Point localization data:
━━━━━━━━━━━━━━━━

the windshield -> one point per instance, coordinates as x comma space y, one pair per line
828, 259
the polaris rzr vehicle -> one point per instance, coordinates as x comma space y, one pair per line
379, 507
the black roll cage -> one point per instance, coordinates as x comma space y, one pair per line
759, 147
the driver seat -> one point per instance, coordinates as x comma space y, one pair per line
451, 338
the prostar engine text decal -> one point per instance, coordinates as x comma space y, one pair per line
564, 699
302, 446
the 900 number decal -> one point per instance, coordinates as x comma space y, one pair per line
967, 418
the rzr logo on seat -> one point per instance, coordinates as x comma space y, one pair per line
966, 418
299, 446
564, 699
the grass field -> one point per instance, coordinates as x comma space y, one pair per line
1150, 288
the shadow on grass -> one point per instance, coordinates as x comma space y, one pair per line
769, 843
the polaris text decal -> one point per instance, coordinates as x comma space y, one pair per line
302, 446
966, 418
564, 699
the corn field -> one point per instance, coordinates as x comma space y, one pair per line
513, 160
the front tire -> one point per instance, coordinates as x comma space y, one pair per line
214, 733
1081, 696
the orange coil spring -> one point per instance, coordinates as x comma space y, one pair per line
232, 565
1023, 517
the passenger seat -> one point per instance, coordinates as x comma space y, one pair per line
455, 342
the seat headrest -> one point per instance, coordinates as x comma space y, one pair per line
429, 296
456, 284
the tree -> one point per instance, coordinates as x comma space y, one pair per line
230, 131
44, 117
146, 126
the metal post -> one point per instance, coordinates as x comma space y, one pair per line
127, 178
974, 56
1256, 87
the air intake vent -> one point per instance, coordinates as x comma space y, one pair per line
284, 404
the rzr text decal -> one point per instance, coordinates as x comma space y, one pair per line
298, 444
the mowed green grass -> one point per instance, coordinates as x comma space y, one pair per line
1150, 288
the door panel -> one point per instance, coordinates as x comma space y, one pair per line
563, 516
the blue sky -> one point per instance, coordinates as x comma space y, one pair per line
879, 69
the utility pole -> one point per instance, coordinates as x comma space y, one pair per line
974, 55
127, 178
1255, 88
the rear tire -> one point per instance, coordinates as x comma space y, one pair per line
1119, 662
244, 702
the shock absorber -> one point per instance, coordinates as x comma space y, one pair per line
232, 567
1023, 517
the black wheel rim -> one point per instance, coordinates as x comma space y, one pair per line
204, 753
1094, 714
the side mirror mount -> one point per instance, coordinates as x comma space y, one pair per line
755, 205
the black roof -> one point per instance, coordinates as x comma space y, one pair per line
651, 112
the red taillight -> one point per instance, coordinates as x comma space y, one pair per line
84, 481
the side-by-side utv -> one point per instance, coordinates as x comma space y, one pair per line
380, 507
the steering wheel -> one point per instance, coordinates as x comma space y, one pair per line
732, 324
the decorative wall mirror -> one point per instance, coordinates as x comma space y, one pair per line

━━━━━━━━━━━━━━━━

Work instruction: Please return exactly the lines from the one containing "the side mirror" through the end of the entries above, adding no other line.

Answer for the task:
the side mirror mount -> one point per instance, coordinates as x comma space y, one pair per line
755, 205
the black roof -> one point per instance, coordinates as x comma space y, one pair per line
651, 112
the red taillight -> one point per instance, coordinates as x comma space y, one pair per line
84, 481
the side-by-side utv -> one point per instance, coordinates as x comma space y, one pair per line
380, 507
the steering wheel -> one point per instance, coordinates as x comma space y, one pair per line
732, 324
the decorative wall mirror -> one point per instance, coordinates as x comma space y, one pair per line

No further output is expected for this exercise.